Sección del documento:
....
Un autoanticuerpo es un anticuerpo desarrollado por el sistema inmunitario que actúa directamente en contra de uno o más antígenos del propio individuo. Muchas enfermedades autoinmunes tienen su origen en la sobreproducción de este tipo de anticuerpos. Esto es lo que estaría pasando con el coronavirus.
Estos autoanticuerpos probablemente habrían estado circulando en el torrente sanguíneo de los pacientes antes de contraer el COVID-19. Sin embargo, en respuesta a la infección, estos autoanticuerpos persistentes se debieron replicar en cantidades masivas. Es decir, que los anticuerpos ya debían existir, no los provocaría el coronavirus: este solo propiciaría que se multiplicaran mucho más, causando más daños en el propio organismo.
Estos hallazgos, publicados en septiembre en Science por el inmunólogo de Yale Aaron Ring, sugirieron que muchos pacientes críticos con COVID-19 podrían salvarse con medicamentos existentes ampliamente disponibles para evadir los autoanticuerpos y activar el sistema inmunológico lo suficientemente temprano para evitar una tormenta autoinmune
Sin embargo, nuevos estudios sugieren que el propio COVID-19 también podría crear autoanticuerpos y de alguna manera atacar a proteínas específicas de órganos y tejidos, algunas de las cuales explicarían ciertos síntomas del COVID-19.
En la mayoría de esos pacientes, los autoanticuerpos creados por el propio COVID-19 regresan a niveles indetectables en muestras de sangre posteriores. Pero en algunos casos, los autoanticuerpos permanecen en niveles altos en el momento de la última prueba, incluso transcurridos más de dos meses después de la infección. Algunos de esos pacientes son los que finalmente desarrollan COVID persistente.
....
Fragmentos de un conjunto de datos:
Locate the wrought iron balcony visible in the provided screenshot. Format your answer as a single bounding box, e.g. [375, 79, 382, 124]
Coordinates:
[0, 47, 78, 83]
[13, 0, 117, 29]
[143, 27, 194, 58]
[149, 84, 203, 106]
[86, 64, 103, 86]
....
Sobre la tarea:
Vuelve a escribir completo y sin ningún cambio el texto sobre los autoanticuerpos y el COVID-19. Los ítems no hacen falta para resolver nada aquí.

Resultado de la tarea:
Un autoanticuerpo es un anticuerpo desarrollado por el sistema inmunitario que actúa directamente en contra de uno o más antígenos del propio individuo. Muchas enfermedades autoinmunes tienen su origen en la sobreproducción de este tipo de anticuerpos. Esto es lo que estaría pasando con el coronavirus.
Estos autoanticuerpos probablemente habrían estado circulando en el torrente sanguíneo de los pacientes antes de contraer el COVID-19. Sin embargo, en respuesta a la infección, estos autoanticuerpos persistentes se debieron replicar en cantidades masivas. Es decir, que los anticuerpos ya debían existir, no los provocaría el coronavirus: este solo propiciaría que se multiplicaran mucho más, causando más daños en el propio organismo.
Estos hallazgos, publicados en septiembre en Science por el inmunólogo de Yale Aaron Ring, sugirieron que muchos pacientes críticos con COVID-19 podrían salvarse con medicamentos existentes ampliamente disponibles para evadir los autoanticuerpos y activar el sistema inmunológico lo suficientemente temprano para evitar una tormenta autoinmune
Sin embargo, nuevos estudios sugieren que el propio COVID-19 también podría crear autoanticuerpos y de alguna manera atacar a proteínas específicas de órganos y tejidos, algunas de las cuales explicarían ciertos síntomas del COVID-19.
En la mayoría de esos pacientes, los autoanticuerpos creados por el propio COVID-19 regresan a niveles indetectables en muestras de sangre posteriores. Pero en algunos casos, los autoanticuerpos permanecen en niveles altos en el momento de la última prueba, incluso transcurridos más de dos meses después de la infección. Algunos de esos pacientes son los que finalmente desarrollan COVID persistente.